What needs to be done: Copy the items below word for word, starting at the line with "In this exercise you will locate the seated woman in" and continuing through the last line of the items, both ends included.

Supplied entries:
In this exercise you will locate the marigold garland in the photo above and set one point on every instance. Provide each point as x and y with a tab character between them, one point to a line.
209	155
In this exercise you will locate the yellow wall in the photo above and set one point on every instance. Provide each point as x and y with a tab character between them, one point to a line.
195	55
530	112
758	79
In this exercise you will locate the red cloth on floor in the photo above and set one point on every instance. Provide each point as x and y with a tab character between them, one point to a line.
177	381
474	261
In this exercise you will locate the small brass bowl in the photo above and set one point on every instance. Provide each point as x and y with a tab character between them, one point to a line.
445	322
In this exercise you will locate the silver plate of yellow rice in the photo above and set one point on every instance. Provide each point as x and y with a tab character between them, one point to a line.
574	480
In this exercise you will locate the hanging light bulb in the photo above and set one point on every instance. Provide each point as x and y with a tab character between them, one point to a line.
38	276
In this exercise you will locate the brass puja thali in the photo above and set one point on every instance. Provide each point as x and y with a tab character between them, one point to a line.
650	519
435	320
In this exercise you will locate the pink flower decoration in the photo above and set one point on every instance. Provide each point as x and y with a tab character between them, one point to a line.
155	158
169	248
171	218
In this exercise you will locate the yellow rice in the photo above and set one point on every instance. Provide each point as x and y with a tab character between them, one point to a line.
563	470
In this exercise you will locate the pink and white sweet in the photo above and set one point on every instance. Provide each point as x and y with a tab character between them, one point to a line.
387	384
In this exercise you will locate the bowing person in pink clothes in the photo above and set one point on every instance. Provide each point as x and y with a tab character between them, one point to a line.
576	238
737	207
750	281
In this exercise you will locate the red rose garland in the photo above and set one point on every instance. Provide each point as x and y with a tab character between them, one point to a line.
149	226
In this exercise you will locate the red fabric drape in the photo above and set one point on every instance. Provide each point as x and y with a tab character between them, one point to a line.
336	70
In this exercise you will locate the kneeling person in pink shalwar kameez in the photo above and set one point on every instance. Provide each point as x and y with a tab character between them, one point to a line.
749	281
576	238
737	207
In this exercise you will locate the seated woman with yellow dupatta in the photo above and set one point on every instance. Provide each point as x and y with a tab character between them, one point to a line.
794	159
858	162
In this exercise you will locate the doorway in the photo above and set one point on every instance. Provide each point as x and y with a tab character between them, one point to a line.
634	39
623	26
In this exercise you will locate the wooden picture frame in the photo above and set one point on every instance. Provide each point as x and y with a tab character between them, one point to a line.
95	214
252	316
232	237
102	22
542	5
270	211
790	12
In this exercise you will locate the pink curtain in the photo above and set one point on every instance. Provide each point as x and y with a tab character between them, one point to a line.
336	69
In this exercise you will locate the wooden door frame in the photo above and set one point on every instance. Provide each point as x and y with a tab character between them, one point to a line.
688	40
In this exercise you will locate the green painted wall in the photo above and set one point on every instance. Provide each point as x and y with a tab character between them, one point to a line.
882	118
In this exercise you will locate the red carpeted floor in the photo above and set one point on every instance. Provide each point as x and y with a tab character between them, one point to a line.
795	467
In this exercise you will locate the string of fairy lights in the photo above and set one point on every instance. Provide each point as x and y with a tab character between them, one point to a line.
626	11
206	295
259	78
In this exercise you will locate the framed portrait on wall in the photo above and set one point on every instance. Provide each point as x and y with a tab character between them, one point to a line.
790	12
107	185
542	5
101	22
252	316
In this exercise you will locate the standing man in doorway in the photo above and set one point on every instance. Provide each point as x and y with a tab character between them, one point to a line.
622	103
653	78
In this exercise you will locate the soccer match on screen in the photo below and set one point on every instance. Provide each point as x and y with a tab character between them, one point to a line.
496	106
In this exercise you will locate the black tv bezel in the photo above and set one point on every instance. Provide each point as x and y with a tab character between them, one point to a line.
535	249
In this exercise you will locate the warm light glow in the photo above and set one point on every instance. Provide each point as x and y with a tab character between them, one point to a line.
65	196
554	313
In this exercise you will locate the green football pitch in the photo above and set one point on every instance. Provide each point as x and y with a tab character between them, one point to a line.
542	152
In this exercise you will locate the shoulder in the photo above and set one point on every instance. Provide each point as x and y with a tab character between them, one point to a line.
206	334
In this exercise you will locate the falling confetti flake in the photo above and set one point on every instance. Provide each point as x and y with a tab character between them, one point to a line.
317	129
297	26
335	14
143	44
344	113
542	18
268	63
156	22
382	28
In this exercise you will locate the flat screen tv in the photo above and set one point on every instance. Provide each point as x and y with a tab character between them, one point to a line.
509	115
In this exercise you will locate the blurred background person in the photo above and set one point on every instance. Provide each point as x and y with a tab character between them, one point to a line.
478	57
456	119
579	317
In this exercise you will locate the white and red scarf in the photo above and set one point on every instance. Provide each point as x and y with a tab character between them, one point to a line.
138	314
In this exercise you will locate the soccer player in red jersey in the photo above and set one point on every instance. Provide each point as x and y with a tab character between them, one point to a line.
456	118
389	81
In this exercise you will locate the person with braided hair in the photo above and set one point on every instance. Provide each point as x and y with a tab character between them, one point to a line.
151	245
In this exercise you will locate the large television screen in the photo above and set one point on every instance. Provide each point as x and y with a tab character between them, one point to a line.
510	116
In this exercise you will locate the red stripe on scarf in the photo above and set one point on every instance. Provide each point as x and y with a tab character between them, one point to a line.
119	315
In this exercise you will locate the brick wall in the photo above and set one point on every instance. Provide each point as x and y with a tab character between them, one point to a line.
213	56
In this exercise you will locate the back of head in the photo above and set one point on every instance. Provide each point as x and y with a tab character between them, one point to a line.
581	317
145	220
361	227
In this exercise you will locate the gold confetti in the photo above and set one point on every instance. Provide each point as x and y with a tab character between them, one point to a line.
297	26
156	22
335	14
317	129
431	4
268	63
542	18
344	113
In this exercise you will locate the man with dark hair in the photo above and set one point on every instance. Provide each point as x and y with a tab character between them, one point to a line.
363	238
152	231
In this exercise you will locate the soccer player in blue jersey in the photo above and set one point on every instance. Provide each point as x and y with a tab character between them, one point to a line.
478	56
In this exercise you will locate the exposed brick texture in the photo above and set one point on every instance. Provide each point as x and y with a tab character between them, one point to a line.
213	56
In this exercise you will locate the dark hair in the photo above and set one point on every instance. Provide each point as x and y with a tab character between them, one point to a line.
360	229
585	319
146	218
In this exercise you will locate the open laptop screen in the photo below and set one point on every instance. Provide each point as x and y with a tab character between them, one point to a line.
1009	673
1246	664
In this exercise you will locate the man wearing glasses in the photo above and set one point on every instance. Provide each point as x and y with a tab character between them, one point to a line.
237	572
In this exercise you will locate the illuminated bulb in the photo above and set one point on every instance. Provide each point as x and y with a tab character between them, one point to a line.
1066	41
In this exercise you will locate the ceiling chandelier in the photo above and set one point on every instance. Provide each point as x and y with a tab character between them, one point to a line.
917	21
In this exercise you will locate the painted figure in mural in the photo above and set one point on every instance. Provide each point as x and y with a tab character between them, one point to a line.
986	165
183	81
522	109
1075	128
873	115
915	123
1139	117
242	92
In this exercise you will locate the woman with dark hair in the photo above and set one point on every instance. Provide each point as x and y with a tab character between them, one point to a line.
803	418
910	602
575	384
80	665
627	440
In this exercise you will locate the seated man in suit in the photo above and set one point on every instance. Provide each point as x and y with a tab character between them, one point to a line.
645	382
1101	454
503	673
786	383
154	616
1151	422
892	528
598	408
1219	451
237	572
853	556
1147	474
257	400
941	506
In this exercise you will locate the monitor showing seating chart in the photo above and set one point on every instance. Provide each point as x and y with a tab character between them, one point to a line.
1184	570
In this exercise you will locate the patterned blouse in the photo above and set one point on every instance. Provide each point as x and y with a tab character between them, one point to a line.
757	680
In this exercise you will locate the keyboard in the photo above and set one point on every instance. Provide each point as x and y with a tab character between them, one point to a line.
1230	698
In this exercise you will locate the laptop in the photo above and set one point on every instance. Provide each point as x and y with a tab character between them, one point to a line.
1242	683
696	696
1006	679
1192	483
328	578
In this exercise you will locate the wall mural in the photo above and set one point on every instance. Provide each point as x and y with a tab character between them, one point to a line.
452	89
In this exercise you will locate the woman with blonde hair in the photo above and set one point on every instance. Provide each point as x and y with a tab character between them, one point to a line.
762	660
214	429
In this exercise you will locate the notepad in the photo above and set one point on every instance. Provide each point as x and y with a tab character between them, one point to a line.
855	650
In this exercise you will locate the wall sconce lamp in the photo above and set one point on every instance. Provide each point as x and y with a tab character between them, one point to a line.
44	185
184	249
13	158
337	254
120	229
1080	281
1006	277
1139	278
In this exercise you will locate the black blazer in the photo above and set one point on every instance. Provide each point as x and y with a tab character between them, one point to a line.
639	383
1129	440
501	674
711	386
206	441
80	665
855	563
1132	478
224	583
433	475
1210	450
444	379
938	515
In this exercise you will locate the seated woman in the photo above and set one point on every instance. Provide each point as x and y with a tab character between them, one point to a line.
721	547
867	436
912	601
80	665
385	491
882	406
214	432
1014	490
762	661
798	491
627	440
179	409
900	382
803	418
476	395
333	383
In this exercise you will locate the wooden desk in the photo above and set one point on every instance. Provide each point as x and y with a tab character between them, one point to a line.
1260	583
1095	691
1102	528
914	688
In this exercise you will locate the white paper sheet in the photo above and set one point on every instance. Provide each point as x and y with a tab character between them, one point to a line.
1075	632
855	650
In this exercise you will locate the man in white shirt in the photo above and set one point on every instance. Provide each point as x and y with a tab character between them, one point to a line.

Worked solution:
In this exercise you will locate the seated woman in the photo above and set one point on every instance. Provide each point as x and y with a tab character between them, one point to a line.
721	547
867	436
912	601
80	665
385	491
882	406
214	432
1014	490
762	661
798	491
627	440
179	409
900	382
803	418
476	395
333	383
In this exercise you will locate the wooden desk in the photo above and set one point on every instance. Provide each point as x and y with a tab character between them, one point to a line.
1260	583
1095	691
1102	528
914	688
In this exercise you will locate the white paper sheet in the photo above and set one point on every instance. Provide each point as x and y with a tab character between them, one point to a line.
1075	632
855	650
In this exercise you will locate the man in white shirt in the photo above and set one point on every instance. Provide each point as x and y with a tab character between them, one point to a line.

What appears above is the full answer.